Te doen: Tel in de vermeldingen hieronder de regels waarin het woord "range" staat. Geef alleen het aantal.

(Vermeldingen voor het aanwijzen van benoemde objecten)
::::

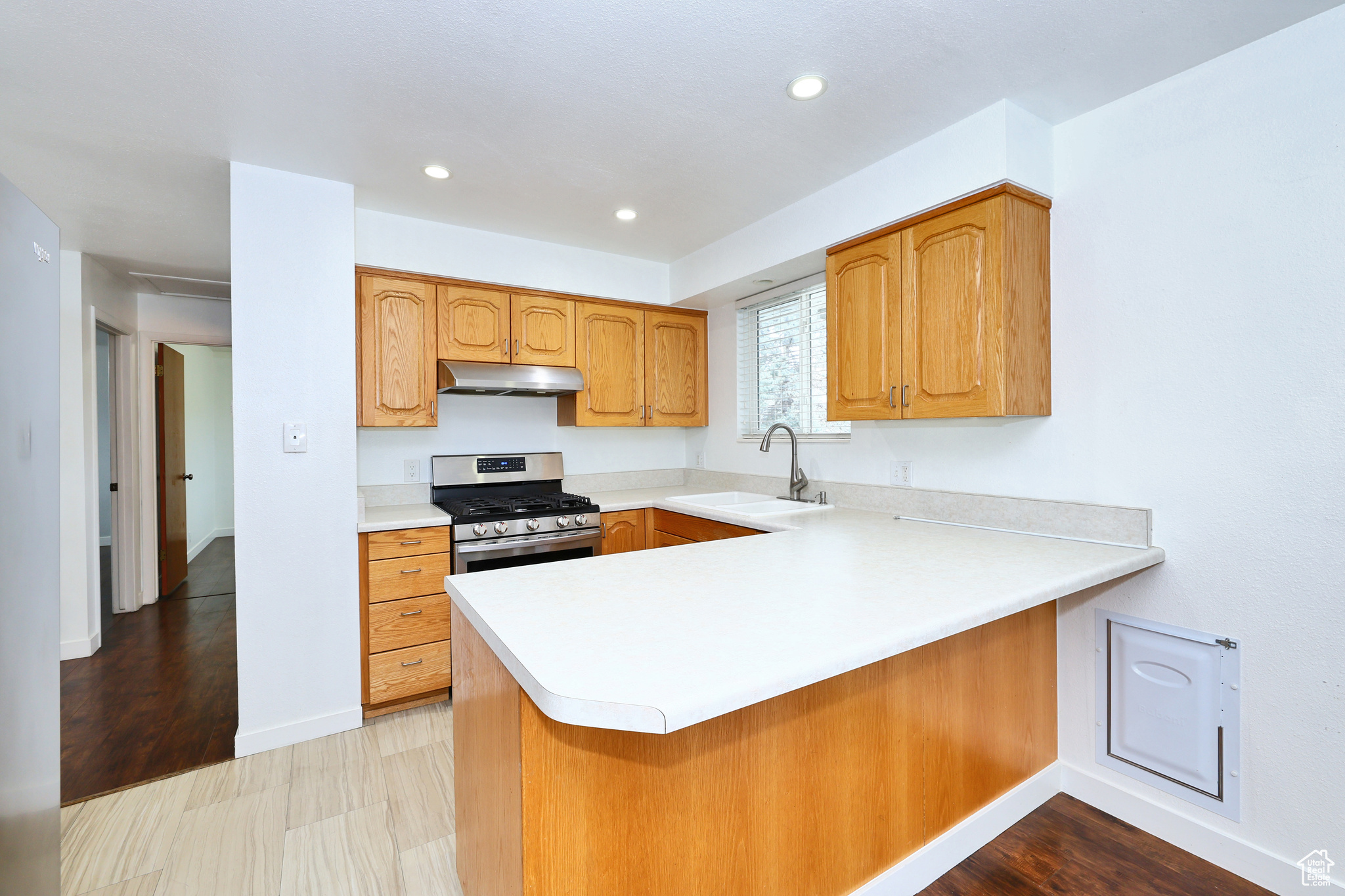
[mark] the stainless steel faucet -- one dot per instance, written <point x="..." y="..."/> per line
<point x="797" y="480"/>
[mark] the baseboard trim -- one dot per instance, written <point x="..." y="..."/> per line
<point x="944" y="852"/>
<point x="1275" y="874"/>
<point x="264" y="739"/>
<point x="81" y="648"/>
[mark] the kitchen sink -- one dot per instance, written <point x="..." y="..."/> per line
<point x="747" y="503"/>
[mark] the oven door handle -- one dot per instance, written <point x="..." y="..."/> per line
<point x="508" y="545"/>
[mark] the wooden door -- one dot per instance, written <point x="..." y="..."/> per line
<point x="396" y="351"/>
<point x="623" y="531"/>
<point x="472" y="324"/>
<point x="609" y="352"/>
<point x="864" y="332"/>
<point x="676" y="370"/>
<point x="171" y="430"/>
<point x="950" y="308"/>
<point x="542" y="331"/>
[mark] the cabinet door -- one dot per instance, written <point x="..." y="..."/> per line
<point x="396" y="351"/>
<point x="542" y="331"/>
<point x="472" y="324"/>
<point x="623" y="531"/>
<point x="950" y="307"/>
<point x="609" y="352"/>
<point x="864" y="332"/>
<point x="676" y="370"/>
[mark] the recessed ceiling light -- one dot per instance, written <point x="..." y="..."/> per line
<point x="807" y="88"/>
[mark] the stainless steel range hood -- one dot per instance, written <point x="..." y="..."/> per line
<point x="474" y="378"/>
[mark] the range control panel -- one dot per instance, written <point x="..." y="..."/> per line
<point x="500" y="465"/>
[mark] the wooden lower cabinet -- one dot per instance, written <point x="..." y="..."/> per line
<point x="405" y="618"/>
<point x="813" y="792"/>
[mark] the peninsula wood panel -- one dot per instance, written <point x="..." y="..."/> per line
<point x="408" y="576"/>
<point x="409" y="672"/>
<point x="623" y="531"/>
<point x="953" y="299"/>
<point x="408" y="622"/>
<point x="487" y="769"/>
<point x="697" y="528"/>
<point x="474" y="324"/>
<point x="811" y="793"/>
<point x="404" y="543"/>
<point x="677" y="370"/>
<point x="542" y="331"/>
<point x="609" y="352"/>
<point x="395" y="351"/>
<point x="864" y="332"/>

::::

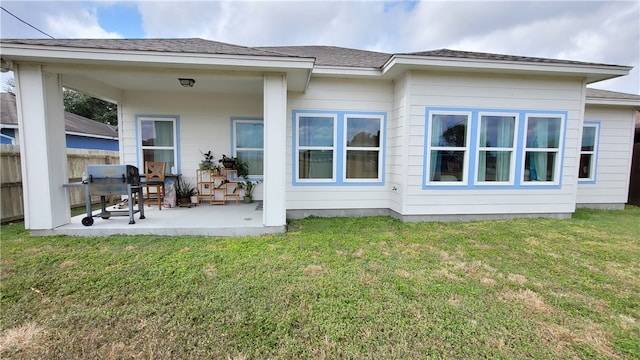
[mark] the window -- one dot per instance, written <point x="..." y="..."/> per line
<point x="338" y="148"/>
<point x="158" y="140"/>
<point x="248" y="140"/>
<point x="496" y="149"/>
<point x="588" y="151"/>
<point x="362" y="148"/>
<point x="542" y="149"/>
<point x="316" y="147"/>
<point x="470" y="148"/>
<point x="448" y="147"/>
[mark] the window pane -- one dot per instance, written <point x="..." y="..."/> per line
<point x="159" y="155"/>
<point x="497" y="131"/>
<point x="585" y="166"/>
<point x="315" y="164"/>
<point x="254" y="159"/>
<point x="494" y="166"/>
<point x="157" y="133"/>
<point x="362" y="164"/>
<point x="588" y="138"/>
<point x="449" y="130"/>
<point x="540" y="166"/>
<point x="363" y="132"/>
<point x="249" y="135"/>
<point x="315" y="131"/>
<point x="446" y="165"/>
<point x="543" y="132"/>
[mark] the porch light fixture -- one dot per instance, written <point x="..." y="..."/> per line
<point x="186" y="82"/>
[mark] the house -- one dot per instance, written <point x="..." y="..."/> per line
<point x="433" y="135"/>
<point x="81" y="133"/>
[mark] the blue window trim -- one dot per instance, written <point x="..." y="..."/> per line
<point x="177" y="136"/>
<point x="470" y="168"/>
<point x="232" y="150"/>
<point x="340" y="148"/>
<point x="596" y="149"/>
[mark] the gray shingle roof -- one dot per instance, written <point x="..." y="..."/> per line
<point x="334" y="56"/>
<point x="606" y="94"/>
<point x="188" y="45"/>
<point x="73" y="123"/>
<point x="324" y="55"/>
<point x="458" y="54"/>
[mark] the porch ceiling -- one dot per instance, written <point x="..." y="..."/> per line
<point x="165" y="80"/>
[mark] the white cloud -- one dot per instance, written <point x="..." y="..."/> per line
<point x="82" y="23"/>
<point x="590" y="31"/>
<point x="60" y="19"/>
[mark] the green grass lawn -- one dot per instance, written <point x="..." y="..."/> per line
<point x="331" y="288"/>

::::

Resultaat: 2